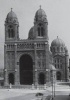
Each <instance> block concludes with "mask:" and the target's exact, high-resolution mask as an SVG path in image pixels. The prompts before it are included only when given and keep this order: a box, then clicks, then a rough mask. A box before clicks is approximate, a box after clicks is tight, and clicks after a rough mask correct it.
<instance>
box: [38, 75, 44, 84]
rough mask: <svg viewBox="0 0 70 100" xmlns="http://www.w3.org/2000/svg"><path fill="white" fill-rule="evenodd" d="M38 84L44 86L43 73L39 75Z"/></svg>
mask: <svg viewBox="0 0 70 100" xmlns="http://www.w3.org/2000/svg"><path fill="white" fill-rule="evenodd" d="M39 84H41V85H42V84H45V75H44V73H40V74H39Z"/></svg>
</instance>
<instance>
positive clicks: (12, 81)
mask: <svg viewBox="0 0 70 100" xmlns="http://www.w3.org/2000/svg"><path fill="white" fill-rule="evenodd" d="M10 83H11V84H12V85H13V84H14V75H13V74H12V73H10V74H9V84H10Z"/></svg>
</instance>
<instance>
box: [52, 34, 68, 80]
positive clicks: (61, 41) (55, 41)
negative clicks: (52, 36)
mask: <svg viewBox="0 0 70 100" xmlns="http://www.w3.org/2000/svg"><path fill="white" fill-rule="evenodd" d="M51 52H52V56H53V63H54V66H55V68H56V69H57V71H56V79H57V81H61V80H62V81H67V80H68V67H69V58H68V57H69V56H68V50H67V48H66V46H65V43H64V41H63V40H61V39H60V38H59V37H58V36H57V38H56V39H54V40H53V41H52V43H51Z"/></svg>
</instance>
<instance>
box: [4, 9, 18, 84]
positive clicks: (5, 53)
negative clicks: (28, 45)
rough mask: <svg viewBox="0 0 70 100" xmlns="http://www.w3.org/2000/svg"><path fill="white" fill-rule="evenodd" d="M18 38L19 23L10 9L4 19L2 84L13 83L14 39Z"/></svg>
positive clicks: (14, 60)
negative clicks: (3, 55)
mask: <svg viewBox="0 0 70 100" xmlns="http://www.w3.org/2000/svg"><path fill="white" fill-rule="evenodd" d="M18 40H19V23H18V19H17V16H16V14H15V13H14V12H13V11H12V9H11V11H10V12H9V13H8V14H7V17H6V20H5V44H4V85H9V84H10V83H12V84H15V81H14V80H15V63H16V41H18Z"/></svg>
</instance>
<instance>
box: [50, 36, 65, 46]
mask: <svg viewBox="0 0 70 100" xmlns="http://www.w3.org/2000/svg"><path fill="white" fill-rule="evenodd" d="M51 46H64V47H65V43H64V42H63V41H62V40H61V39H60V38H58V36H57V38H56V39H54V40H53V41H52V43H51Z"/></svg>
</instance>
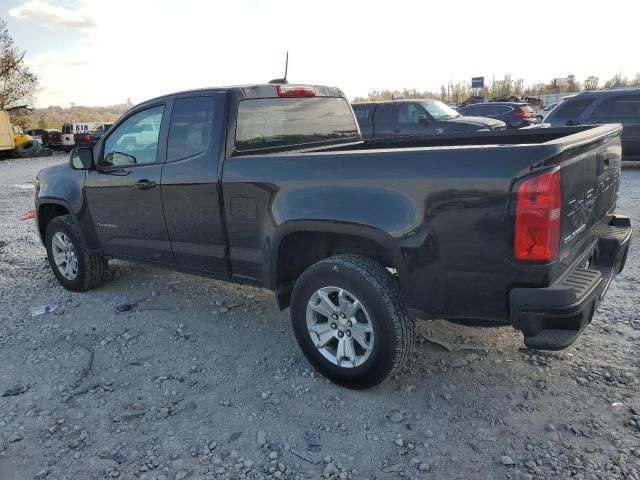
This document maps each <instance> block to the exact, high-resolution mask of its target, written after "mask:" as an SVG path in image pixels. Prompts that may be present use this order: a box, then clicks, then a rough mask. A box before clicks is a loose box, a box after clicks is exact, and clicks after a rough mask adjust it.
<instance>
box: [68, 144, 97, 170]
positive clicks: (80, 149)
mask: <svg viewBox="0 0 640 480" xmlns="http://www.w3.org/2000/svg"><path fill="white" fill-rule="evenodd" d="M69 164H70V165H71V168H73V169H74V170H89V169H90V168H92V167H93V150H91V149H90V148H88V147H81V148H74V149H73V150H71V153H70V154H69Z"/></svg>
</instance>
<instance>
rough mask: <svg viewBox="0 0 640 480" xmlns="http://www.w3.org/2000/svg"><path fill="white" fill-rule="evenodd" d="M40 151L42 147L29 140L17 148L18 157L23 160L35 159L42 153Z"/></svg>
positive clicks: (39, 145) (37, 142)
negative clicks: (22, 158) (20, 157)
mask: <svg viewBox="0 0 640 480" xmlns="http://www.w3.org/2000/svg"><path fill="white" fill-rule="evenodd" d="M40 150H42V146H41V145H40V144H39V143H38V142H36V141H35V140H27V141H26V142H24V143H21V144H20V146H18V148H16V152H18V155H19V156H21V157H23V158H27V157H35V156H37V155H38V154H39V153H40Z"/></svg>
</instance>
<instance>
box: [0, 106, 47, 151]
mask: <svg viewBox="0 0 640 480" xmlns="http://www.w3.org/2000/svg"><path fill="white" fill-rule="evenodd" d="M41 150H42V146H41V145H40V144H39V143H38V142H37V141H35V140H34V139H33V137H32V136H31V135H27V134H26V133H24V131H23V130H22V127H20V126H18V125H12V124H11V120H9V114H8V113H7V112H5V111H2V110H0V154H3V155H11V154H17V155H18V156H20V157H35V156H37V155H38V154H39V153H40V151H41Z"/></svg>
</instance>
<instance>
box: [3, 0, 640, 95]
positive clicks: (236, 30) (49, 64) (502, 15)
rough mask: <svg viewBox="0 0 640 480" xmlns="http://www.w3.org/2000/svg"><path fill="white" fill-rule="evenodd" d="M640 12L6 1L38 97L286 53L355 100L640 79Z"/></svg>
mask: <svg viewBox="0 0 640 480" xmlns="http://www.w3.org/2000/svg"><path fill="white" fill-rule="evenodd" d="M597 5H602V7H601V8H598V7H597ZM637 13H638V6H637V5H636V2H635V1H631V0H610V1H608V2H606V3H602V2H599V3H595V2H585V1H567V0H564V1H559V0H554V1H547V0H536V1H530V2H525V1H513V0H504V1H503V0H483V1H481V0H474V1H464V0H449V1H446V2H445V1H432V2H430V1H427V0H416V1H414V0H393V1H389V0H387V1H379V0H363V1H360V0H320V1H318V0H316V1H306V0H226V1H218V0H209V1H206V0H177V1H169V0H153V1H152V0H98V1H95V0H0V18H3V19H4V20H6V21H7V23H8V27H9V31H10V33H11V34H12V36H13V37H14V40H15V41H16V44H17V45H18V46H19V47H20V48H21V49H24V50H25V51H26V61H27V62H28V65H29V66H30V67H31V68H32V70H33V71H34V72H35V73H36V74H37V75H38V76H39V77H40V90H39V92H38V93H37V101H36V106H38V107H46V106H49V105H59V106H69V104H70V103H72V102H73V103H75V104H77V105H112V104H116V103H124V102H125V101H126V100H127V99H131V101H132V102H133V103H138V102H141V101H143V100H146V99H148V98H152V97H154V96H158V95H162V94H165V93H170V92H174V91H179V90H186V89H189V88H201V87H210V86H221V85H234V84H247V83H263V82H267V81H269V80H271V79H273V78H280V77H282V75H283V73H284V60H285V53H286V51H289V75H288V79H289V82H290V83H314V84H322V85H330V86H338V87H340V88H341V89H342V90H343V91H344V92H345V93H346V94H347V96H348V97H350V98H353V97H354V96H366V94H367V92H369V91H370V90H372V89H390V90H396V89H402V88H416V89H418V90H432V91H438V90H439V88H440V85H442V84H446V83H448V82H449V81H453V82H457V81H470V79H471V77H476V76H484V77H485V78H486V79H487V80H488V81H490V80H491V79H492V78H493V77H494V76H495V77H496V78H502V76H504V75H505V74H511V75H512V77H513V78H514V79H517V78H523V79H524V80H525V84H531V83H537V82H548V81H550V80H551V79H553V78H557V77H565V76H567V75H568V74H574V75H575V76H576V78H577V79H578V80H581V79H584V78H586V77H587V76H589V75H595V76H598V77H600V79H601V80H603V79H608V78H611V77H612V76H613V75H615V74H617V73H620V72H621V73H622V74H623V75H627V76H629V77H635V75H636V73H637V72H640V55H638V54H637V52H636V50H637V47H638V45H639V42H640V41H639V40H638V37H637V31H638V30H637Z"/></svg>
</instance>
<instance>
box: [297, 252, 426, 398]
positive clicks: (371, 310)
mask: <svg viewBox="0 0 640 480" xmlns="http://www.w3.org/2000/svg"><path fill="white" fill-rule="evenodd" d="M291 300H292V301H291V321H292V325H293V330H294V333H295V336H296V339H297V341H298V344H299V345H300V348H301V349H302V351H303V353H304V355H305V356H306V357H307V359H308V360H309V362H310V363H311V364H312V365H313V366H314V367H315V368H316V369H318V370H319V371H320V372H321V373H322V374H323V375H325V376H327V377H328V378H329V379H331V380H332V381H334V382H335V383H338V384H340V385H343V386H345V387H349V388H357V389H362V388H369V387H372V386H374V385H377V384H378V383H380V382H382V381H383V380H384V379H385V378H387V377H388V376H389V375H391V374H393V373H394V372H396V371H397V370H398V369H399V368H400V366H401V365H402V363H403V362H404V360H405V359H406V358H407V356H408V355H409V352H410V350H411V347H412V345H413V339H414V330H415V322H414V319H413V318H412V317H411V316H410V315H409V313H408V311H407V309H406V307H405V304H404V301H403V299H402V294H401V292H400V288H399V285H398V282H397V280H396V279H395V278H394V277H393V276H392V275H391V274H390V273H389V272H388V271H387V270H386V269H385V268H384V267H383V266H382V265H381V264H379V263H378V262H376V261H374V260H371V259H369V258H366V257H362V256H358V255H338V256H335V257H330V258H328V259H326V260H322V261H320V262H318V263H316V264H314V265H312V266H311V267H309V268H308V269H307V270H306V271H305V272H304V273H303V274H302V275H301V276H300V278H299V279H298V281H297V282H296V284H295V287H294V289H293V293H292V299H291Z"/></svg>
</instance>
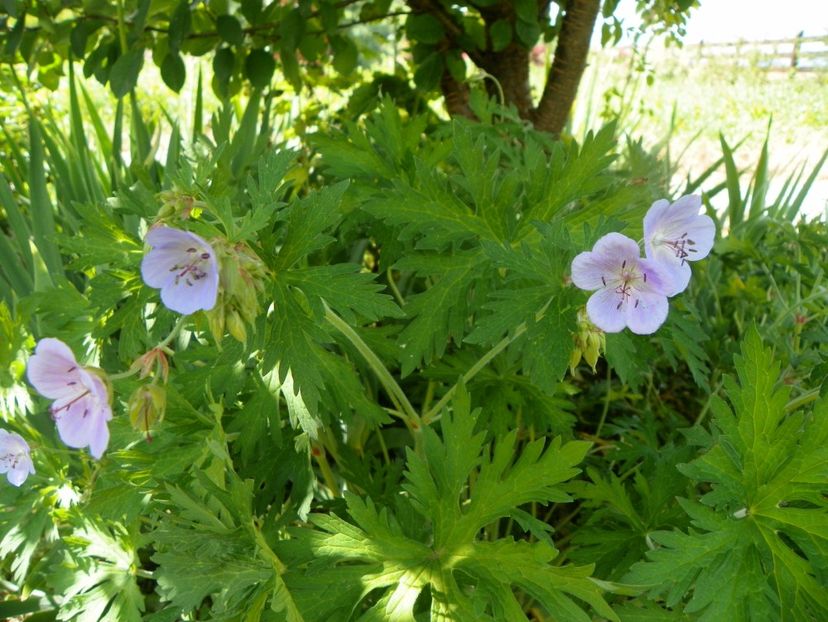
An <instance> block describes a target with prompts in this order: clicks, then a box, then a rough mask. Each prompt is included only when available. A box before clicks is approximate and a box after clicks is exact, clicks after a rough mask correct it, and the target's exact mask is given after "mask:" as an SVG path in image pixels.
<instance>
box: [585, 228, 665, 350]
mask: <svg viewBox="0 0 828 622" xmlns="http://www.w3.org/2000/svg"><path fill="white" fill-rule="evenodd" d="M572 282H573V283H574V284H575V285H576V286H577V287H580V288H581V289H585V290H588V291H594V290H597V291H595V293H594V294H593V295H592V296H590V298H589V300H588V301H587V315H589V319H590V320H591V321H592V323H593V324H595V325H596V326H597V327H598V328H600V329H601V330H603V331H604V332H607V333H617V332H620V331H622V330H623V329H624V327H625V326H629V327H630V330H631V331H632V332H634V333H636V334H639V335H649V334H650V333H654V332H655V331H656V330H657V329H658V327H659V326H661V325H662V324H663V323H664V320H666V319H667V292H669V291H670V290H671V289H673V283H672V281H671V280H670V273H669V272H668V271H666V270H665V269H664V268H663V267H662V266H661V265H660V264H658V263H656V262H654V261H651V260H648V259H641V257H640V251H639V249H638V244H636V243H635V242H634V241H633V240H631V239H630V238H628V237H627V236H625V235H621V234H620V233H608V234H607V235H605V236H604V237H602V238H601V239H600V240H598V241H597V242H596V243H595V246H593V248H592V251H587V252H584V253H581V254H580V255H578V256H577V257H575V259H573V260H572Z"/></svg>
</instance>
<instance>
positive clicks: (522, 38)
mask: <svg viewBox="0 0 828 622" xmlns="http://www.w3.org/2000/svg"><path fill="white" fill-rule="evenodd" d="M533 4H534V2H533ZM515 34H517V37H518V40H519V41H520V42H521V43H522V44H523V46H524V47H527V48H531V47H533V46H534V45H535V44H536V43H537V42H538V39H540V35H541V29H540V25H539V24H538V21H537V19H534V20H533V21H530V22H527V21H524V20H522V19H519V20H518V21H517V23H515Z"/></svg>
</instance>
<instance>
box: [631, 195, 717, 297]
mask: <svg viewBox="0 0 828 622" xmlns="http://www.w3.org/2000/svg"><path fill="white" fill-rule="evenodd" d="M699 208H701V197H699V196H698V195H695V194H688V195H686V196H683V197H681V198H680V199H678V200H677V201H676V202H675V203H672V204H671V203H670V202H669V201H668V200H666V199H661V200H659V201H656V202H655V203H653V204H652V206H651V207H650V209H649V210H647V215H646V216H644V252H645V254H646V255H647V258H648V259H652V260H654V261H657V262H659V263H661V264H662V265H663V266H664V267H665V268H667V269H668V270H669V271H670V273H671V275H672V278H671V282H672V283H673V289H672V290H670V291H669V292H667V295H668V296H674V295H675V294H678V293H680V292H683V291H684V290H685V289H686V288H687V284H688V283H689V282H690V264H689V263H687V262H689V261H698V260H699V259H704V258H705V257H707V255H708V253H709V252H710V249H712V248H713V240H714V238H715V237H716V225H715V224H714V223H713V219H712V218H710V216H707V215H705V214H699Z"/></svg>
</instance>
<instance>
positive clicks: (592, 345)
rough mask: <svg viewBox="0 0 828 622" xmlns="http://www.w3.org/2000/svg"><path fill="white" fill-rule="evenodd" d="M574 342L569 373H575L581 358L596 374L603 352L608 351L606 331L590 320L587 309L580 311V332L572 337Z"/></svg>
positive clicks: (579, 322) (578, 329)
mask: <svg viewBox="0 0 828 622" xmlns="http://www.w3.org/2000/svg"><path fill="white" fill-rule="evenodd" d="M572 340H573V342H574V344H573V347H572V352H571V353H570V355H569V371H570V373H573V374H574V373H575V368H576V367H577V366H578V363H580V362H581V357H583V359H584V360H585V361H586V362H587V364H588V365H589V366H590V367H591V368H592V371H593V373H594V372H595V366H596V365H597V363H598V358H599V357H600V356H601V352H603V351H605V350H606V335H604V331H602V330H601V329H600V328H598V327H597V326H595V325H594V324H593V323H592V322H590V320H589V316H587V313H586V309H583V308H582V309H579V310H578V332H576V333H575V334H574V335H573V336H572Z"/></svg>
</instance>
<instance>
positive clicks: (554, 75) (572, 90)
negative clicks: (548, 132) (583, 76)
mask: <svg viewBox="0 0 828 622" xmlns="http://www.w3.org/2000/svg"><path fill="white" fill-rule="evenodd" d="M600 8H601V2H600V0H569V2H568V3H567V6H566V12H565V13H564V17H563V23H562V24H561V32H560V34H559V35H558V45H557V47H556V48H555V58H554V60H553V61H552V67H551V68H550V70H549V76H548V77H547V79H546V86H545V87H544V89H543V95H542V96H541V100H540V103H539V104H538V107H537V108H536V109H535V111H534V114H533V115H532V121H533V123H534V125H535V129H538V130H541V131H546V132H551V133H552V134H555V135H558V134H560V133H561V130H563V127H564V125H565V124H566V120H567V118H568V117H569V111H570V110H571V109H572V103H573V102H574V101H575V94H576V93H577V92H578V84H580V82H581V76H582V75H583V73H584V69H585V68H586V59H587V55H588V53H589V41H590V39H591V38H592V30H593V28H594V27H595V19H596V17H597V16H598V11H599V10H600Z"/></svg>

__________________________________________________

▸ Exercise instructions
Go through the records and work out how many lines contain the string "correct". The answer should be that number alone.

▸ Result below
2